### [To be done]
Copy the data starting at its first line and ending at the line that contains "# holes follow the even-odd rule", swapping "roof ridge" for "ridge line" and leaving everything else unchanged.

#####

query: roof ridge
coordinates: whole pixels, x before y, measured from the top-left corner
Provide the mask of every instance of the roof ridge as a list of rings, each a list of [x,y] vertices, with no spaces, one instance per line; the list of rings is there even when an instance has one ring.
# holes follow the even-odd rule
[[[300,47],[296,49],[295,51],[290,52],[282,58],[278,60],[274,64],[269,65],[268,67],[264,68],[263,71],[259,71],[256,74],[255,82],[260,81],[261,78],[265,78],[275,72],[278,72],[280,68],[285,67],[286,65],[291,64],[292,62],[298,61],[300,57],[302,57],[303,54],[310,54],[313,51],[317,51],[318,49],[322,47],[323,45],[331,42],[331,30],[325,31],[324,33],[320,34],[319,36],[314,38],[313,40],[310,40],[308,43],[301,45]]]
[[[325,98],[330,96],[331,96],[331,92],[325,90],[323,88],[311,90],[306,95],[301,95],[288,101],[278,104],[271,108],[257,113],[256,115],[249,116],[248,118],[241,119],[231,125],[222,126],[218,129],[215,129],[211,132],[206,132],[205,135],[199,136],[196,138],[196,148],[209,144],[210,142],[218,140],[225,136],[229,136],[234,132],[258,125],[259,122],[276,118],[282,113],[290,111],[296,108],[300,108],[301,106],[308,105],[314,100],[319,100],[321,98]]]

#####

### [The answer]
query: ridge line
coordinates: whole pixels, x before y, measured from the top-left corner
Provide the mask of every instance of the ridge line as a list of rings, each a list of [x,y] vertices, with no spaces, one instance per line; the list of rings is there even when an instance has one ring.
# holes follow the even-odd rule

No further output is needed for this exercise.